— To be done —
How many lines of the data below contain the word "rear"? Give only the number.

— Raw records —
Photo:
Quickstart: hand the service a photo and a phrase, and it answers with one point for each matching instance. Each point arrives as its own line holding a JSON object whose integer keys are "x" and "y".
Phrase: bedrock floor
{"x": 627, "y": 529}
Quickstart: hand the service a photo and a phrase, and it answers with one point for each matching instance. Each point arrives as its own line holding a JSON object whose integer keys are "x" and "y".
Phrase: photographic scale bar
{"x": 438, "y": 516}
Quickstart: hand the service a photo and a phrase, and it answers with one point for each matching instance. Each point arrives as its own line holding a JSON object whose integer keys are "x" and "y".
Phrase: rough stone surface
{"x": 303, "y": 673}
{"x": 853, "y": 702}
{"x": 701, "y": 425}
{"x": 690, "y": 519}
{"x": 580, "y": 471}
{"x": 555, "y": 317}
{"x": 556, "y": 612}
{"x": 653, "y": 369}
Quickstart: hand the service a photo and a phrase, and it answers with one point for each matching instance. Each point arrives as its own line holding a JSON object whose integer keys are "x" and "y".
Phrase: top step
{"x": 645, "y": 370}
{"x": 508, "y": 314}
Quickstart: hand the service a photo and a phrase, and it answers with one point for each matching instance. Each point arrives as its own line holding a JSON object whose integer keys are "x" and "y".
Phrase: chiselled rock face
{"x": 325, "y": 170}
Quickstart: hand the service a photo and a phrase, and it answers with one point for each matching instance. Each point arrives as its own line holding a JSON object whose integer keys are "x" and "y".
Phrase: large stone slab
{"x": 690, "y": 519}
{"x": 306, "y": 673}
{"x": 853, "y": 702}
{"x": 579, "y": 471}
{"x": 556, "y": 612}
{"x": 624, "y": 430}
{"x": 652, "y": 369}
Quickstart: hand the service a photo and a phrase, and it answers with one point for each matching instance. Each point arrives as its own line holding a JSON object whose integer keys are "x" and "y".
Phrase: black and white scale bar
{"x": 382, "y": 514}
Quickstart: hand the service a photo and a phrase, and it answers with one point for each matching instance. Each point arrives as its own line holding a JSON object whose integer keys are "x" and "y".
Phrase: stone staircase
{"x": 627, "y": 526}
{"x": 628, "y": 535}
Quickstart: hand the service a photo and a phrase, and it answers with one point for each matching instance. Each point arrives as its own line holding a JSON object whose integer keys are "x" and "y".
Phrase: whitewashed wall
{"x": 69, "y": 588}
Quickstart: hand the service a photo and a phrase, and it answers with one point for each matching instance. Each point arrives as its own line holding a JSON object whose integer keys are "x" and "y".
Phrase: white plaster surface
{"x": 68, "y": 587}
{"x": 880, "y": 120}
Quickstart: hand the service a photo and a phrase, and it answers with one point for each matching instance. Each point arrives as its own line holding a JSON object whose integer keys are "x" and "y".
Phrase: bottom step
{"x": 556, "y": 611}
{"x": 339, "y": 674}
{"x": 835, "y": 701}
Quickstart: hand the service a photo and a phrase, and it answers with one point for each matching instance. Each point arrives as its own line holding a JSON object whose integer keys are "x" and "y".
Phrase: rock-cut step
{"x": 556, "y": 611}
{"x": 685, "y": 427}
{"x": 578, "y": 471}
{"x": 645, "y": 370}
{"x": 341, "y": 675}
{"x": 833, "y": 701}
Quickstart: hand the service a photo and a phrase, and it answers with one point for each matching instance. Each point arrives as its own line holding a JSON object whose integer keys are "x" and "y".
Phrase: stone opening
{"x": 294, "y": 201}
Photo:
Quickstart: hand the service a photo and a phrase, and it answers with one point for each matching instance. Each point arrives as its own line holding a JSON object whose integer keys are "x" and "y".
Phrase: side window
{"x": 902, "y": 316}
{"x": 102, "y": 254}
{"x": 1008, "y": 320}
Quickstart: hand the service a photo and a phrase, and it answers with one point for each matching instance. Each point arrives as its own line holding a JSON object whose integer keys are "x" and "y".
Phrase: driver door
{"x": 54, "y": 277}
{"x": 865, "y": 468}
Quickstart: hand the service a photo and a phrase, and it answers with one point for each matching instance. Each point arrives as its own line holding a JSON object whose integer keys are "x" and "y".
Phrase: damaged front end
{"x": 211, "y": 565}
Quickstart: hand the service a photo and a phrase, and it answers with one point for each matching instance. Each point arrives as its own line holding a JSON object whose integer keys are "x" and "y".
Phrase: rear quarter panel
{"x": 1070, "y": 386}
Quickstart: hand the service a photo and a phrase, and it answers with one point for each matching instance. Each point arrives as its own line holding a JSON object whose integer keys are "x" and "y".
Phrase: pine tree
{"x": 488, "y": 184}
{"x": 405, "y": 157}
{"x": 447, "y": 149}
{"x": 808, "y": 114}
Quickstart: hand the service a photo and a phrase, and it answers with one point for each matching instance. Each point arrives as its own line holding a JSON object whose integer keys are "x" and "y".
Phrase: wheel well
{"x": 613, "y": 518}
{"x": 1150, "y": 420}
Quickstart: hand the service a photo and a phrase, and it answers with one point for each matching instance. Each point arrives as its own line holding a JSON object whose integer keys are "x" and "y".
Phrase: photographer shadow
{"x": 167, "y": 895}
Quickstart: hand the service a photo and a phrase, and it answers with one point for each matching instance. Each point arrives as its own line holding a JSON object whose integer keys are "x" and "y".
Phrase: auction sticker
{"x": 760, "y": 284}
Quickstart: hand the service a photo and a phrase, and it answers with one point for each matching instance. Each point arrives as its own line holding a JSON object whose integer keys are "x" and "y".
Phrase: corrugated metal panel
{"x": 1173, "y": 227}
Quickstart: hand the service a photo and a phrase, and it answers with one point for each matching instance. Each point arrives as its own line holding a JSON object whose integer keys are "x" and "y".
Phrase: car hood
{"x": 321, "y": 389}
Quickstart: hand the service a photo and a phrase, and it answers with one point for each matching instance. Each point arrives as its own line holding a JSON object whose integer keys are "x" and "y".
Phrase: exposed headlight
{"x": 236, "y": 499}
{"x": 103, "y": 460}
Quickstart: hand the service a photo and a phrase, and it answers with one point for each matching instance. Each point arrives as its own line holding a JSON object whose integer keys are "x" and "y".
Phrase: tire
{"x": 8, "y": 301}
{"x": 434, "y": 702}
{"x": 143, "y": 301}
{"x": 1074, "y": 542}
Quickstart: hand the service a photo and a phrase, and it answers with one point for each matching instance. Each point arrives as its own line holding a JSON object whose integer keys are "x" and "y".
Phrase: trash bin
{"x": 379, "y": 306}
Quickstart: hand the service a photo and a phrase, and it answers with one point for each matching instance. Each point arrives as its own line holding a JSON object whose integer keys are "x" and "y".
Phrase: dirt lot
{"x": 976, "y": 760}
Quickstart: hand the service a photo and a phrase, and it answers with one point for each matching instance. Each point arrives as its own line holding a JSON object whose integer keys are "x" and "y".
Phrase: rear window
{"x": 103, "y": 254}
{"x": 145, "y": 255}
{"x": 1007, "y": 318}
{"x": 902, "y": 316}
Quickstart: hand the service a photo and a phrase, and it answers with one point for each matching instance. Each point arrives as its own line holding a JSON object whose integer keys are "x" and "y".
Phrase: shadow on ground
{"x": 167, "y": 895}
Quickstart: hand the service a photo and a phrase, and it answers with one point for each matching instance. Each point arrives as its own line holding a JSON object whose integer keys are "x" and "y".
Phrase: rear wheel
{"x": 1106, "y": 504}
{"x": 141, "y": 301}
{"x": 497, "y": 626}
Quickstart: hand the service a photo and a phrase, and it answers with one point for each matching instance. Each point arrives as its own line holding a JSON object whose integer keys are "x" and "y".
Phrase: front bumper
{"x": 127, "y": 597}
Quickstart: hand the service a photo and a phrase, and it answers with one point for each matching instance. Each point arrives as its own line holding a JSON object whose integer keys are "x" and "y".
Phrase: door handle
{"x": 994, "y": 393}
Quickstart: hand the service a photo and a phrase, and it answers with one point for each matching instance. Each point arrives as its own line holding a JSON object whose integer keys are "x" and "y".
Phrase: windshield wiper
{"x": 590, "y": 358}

— Answer to the task —
3